Pointing records for named objects

:::::

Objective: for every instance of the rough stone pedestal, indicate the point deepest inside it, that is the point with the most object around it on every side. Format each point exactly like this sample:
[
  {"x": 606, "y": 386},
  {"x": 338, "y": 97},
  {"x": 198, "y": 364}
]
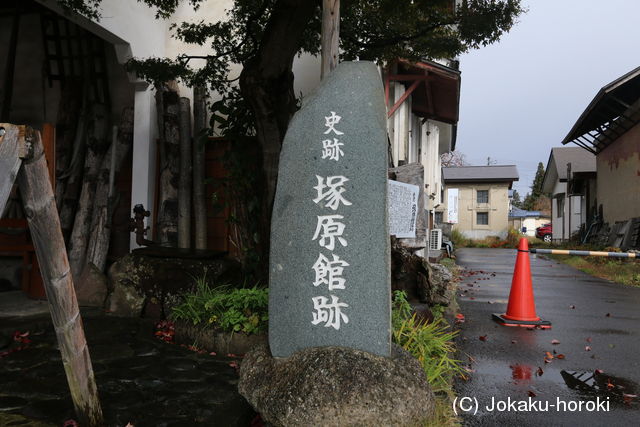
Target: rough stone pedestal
[{"x": 336, "y": 386}]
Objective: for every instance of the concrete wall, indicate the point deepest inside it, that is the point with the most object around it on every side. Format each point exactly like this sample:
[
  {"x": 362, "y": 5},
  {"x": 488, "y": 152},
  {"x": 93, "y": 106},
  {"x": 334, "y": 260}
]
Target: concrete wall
[
  {"x": 618, "y": 183},
  {"x": 468, "y": 207}
]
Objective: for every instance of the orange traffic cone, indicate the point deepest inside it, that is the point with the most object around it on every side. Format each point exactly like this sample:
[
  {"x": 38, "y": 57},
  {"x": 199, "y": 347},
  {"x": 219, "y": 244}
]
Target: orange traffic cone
[{"x": 521, "y": 310}]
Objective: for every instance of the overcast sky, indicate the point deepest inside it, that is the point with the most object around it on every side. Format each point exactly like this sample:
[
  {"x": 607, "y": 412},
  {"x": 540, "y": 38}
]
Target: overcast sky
[{"x": 521, "y": 96}]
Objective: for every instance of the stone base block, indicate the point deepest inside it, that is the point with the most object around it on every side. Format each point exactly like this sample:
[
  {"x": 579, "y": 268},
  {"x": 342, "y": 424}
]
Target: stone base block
[{"x": 336, "y": 386}]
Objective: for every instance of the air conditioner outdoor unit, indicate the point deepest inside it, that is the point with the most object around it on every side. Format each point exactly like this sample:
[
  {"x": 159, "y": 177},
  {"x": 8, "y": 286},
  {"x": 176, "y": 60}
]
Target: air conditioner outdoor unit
[{"x": 435, "y": 239}]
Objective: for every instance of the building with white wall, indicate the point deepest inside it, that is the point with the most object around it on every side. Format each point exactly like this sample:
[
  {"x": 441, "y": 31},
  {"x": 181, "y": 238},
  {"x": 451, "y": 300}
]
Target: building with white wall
[{"x": 570, "y": 180}]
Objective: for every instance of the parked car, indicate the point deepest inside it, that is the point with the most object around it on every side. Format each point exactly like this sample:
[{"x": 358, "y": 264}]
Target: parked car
[{"x": 544, "y": 232}]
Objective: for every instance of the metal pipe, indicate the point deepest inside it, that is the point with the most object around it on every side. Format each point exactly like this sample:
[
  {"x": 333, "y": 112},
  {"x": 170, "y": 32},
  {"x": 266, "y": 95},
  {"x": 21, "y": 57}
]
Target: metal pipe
[{"x": 585, "y": 253}]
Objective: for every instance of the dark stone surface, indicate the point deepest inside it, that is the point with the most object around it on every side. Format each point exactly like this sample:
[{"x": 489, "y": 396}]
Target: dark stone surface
[
  {"x": 150, "y": 286},
  {"x": 354, "y": 92},
  {"x": 140, "y": 379},
  {"x": 423, "y": 282},
  {"x": 336, "y": 386}
]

:::::

## Aim
Lay out every line of the material above as a Markdown table with the columns Row and Line, numbering each row. Leave out blank lines and the pictures.

## Answer to the problem
| Row | Line |
|---|---|
| 1 | Objective: for every instance of the rough stone pedestal, indicate the point deepest inside it, that is the point with the most object around it on every side. Format each point exactly like this sample: |
| 2 | [ |
| 3 |   {"x": 606, "y": 386}, |
| 4 |   {"x": 338, "y": 97}, |
| 5 |   {"x": 198, "y": 364} |
| 6 | ] |
| 7 | Target: rough stone pedestal |
| 8 | [{"x": 336, "y": 386}] |
| 9 | Objective: for every instance of the concrete wall, indicate the point deepest inside it, that is the point with the most object around it on every side. Format each point exactly like this sample: |
| 10 | [ |
| 11 |   {"x": 362, "y": 5}, |
| 12 |   {"x": 488, "y": 152}, |
| 13 |   {"x": 93, "y": 106}, |
| 14 |   {"x": 334, "y": 260} |
| 15 | ] |
| 16 | Target: concrete wall |
| 17 | [ |
| 18 |   {"x": 618, "y": 183}, |
| 19 |   {"x": 468, "y": 207} |
| 20 | ] |
| 21 | Objective: for every instance of the orange traffic cone, indicate the point deepest inside it, that is the point with the most object around it on every side. Format each point exactly like this sample: |
| 22 | [ |
| 23 |   {"x": 38, "y": 57}, |
| 24 |   {"x": 199, "y": 347}, |
| 25 |   {"x": 219, "y": 244} |
| 26 | ] |
| 27 | Target: orange traffic cone |
| 28 | [{"x": 521, "y": 310}] |
| 29 | Objective: for every instance of the overcast sky, indicate the point deepest inside it, that is the point with the most object around it on every side. Format each point exactly like this sample: |
| 30 | [ |
| 31 |   {"x": 607, "y": 412}, |
| 32 |   {"x": 540, "y": 38} |
| 33 | ] |
| 34 | Target: overcast sky |
| 35 | [{"x": 521, "y": 96}] |
| 36 | Objective: for every instance of the stone base block, indicate the point deepest inside it, that is the point with the most object around it on every side. Format each point exactly like this sample: |
| 37 | [ |
| 38 |   {"x": 579, "y": 268}, |
| 39 |   {"x": 342, "y": 424} |
| 40 | ] |
| 41 | Target: stone base block |
| 42 | [{"x": 336, "y": 386}] |
| 43 | Objective: for every instance of the air conditioner outdoor unit, indicate the point deepest inside it, that is the point with the most object around it on every side. Format each point exactly like this sample: |
| 44 | [ |
| 45 |   {"x": 159, "y": 177}, |
| 46 |   {"x": 8, "y": 286}, |
| 47 |   {"x": 176, "y": 60} |
| 48 | ] |
| 49 | Target: air conditioner outdoor unit |
| 50 | [{"x": 435, "y": 239}] |
| 51 | Objective: for every instance of the building with white wall, indicate the point deepest inside it, that is the point with the most object around it on every side. Format each point exactly like this sample: |
| 52 | [ |
| 53 |   {"x": 441, "y": 31}, |
| 54 |   {"x": 181, "y": 238}, |
| 55 |   {"x": 451, "y": 300} |
| 56 | ] |
| 57 | Target: building with white wall |
| 58 | [{"x": 570, "y": 180}] |
| 59 | Objective: for every instance of the parked car, indicate the point deepest inside it, that is the point with the most object around it on every side. Format each point exactly like this sample: |
| 60 | [{"x": 358, "y": 264}] |
| 61 | Target: parked car |
| 62 | [{"x": 544, "y": 232}] |
| 63 | Objective: for every instance of the metal pipe, indicate the point deepest inside it, that is the point with the most object around it on every side. Format each point exactly like this sample: |
| 64 | [ |
| 65 |   {"x": 333, "y": 112}, |
| 66 |   {"x": 170, "y": 32}, |
| 67 |   {"x": 266, "y": 95}, |
| 68 |   {"x": 21, "y": 57} |
| 69 | ] |
| 70 | Target: metal pipe |
| 71 | [{"x": 585, "y": 253}] |
| 72 | Objective: for every instance of the dark stone surface, indicate the point deepest inside it, that is the point with the most object around it on every side. Format each point exactly like this sample: |
| 73 | [{"x": 489, "y": 396}] |
| 74 | Target: dark stone surface |
| 75 | [ |
| 76 |   {"x": 150, "y": 286}, |
| 77 |   {"x": 354, "y": 92}, |
| 78 |   {"x": 140, "y": 379}, |
| 79 |   {"x": 423, "y": 282}, |
| 80 |   {"x": 336, "y": 386} |
| 81 | ] |